_SELECTED EXCERPT:_
▼

6. The sources from which the Gnostics professed to derive their knowledge were,

(a.) Tradition, not so much that of the Church, which they generally looked upon as unphilosophical, and fit only for the multitude, but that which was said to have been communicated by Christ to a narrow circle of congenial spirits, and by them transmitted to others. Marcion alone made this tradition accessible to all.

(b.) The ordinary Christian Scriptures were only partially received among them. Marcion and the more strenuous Judaistic Gnostics entirely rejected the Old Testament, and the more moderate recognized a distinction between its pneumatic, psychic, and hylic elements. Many of them disparaged portions of the New Testament also, while others accepted only of Paul's writings and an expurgated gospel of Luke.

(c.) Other writings of highly enlightened persons belonging to particular sects. Thus Manes's writings were much venerated among his followers, and the prophecies of Cain and of a pretended seer named Parchor among the followers of Basilides, and the apocryphal books of Adam, Enoch, Moses, Elias, Isaiah, Baruch, and others.

(d.) Even the writings of the heathen poets and philosophers were much used by some, who, by a course of allegorical explanations, like those which they applied to the Scriptures, discovered ineffable mysteries under the most unpromising outward letter.

7. With the exception of the followers of Manes, we have no evidence that the Gnostics ever attempted a distinct ecclesiastical organization. Many of them were never excluded from the orthodox churches, within which they only sought to form schools and social circles. They practiced baptism, and believed that in this rite, as in the baptism of Christ, the higher spirit was more abundantly imparted, and the human spirit was emancipated from the power of the Demiurge. Most of them were inclined by their poetic fancies and their love of symbols to a gorgeous style of worship, but the more common ordinances and observances of the Church were neglected as useful only to such as were on the ground of mere faith.

▲

_DATASET ENTRIES:_
▼

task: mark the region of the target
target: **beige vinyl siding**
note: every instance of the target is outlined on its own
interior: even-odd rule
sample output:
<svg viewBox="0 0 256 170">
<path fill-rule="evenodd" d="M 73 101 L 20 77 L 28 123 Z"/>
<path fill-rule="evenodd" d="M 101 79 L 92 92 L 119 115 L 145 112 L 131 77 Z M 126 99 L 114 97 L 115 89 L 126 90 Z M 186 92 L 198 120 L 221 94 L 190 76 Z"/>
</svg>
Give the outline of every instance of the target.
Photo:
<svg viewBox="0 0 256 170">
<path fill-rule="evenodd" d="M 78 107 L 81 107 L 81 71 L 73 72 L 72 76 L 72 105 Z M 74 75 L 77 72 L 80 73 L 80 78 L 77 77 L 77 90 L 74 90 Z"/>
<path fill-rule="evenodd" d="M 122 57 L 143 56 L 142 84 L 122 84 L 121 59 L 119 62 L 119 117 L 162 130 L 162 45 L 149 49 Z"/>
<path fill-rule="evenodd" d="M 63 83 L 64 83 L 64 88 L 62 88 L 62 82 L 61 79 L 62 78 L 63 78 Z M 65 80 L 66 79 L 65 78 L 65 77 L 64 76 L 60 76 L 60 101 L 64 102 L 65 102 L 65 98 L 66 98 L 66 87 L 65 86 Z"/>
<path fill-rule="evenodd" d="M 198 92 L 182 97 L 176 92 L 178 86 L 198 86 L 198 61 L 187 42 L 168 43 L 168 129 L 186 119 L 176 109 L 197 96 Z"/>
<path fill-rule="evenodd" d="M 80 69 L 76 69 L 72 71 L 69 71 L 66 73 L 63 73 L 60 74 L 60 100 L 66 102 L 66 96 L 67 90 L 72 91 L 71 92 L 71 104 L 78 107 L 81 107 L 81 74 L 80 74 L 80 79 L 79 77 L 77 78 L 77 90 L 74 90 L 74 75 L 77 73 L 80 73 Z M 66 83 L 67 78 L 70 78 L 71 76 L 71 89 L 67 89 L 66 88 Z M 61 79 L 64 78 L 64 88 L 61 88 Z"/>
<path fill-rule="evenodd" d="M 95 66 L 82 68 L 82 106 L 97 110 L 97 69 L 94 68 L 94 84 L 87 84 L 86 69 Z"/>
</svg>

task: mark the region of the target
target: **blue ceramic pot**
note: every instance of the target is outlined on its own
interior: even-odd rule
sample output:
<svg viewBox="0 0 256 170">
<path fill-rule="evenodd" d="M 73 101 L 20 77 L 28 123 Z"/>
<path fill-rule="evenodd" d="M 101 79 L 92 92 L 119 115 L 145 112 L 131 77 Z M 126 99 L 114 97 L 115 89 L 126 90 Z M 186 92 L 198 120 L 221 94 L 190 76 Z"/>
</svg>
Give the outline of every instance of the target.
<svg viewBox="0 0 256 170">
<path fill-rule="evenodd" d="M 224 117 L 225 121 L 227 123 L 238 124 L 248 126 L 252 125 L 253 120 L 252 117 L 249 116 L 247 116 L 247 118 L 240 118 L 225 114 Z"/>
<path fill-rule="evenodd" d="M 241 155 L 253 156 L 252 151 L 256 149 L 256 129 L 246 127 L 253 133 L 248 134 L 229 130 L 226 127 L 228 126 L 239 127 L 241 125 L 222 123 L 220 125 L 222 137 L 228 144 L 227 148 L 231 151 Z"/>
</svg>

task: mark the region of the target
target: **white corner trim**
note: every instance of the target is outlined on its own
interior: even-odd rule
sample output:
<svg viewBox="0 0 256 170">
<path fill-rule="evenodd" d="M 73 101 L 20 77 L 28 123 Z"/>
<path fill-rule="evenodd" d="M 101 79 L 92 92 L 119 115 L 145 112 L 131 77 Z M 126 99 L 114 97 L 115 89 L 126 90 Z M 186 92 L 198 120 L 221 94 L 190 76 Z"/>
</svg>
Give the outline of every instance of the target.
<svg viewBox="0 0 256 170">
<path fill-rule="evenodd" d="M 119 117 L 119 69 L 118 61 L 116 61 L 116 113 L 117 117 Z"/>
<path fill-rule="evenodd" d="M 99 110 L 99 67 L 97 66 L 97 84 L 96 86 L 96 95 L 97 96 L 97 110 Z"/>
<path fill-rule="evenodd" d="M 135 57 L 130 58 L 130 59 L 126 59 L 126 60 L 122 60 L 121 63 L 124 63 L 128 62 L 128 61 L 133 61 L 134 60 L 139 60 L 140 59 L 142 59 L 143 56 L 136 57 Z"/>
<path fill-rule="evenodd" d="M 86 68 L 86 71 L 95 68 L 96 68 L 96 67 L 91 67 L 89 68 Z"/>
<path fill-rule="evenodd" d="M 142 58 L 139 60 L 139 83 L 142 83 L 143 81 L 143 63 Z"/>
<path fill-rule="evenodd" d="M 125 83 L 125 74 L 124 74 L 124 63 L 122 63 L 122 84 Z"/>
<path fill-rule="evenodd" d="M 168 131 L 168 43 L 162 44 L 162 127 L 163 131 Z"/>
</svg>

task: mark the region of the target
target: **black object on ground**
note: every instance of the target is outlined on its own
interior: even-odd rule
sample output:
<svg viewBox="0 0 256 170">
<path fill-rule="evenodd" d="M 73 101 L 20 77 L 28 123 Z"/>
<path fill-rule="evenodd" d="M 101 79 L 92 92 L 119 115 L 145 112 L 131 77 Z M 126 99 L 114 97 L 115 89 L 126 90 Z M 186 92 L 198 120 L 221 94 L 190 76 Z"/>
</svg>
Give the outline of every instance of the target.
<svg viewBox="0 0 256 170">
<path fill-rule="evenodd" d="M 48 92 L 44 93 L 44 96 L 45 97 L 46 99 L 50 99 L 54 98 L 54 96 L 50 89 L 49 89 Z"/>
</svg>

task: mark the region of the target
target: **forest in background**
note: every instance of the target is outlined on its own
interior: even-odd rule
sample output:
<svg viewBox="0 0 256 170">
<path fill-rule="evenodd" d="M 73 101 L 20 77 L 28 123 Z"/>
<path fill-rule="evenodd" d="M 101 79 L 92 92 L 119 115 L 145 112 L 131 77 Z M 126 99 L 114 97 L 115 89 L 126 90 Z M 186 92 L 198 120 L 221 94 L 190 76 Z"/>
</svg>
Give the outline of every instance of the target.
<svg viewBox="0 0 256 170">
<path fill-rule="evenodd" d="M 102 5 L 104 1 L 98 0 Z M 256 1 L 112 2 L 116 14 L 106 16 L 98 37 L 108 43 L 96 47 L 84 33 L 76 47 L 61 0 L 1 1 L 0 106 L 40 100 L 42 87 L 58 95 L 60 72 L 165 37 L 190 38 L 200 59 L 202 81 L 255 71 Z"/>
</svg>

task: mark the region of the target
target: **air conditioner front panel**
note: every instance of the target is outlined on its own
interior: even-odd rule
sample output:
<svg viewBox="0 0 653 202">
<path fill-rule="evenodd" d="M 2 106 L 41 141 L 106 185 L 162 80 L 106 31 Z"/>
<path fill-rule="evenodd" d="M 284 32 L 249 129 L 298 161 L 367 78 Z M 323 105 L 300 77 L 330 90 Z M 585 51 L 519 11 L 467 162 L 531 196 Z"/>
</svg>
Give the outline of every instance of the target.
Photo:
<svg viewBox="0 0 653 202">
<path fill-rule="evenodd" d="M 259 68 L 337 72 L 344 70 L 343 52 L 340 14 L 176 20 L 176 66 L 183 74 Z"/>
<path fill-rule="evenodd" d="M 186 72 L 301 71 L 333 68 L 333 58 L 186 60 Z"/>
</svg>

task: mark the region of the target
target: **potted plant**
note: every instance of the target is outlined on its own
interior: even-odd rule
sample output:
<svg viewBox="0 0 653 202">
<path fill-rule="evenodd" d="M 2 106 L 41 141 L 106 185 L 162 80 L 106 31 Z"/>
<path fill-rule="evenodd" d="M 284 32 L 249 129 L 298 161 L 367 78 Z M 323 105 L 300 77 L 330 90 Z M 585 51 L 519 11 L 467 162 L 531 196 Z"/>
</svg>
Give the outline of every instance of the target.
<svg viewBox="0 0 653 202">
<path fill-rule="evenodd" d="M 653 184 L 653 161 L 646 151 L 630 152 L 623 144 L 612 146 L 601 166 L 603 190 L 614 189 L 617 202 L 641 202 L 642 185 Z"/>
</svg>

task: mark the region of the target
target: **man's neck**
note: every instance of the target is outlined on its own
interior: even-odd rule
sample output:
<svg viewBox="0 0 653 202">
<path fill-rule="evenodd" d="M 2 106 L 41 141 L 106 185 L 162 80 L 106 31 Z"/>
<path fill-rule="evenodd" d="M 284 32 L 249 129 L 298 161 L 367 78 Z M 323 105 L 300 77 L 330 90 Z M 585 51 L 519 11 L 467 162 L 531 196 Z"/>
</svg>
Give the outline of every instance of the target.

▲

_TASKS:_
**1.** Edit the passage on the Gnostics, starting at "6. The sources" and ending at "accessible to all.", so that "multitude" is replaced with "common crowd".
**2.** For each statement, say yes or no according to the passage on the Gnostics, and quote the words of the passage that decide it: (a) Marcion alone made the tradition said to come from Christ accessible to all. (b) All Gnostics accepted the Old Testament. (c) Many Gnostics were excluded from the orthodox churches.
**3.** According to the passage on the Gnostics, whose prophecies were venerated among the followers of Basilides?
The rows play no part in any of this.

_EXPECTED OUTPUTS:_
**1.**
6. The sources from which the Gnostics professed to derive their knowledge were,

(a.) Tradition, not so much that of the Church, which they generally looked upon as unphilosophical, and fit only for the common crowd, but that which was said to have been communicated by Christ to a narrow circle of congenial spirits, and by them transmitted to others. Marcion alone made this tradition accessible to all.

**2.**
(a) Yes: "Marcion alone made this tradition accessible to all."
(b) No: "Marcion and the more strenuous Judaistic Gnostics entirely rejected the Old Testament"
(c) No: "Many of them were never excluded from the orthodox churches"

**3.** The prophecies of Cain and of a pretended seer named Parchor.